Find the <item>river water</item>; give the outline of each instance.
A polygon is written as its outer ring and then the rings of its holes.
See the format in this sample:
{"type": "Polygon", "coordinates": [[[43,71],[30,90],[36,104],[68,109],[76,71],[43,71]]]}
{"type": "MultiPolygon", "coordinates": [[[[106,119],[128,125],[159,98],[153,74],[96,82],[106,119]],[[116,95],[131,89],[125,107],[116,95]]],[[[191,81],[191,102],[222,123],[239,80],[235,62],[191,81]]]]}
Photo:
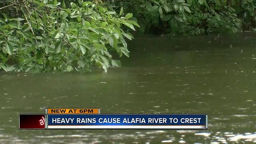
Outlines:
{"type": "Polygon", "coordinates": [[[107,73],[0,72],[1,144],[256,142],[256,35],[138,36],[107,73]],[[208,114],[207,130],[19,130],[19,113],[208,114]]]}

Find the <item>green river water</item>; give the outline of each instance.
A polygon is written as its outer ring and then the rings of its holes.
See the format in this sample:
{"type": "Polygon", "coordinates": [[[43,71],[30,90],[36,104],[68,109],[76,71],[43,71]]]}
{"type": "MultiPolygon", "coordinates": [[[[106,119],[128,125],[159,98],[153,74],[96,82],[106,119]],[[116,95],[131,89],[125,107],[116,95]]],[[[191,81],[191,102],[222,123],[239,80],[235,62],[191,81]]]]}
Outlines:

^^^^^^^^

Reproduce all of the data above word for word, leaving out the pictures.

Find the <item>river water</item>; give the outline of each instance.
A polygon is written as its outer ring and then the rings of its holes.
See the format in this sample:
{"type": "Polygon", "coordinates": [[[43,71],[30,90],[36,104],[68,109],[76,71],[43,71]]]}
{"type": "MultiPolygon", "coordinates": [[[[106,119],[128,125],[159,98],[153,74],[96,82],[106,119]],[[116,95],[131,89],[125,107],[116,95]]],[[[191,81],[191,102],[222,123],[239,80],[235,62],[191,81]]]]}
Photo:
Outlines:
{"type": "Polygon", "coordinates": [[[107,73],[0,72],[1,144],[256,142],[256,35],[138,36],[107,73]],[[208,114],[207,130],[19,130],[19,113],[208,114]]]}

Find the <item>green river water</item>; give the outline of each instance.
A polygon is written as its outer ring and then the rings of its holes.
See the format in this sample:
{"type": "Polygon", "coordinates": [[[43,71],[30,90],[36,104],[68,109],[76,71],[43,71]]]}
{"type": "MultiPolygon", "coordinates": [[[[106,119],[128,125],[159,98],[153,74],[96,82],[106,119]],[[116,95],[131,89],[125,107],[116,95]]],[[[191,81],[191,102],[222,123],[239,80],[235,62],[191,81]]]]}
Outlines:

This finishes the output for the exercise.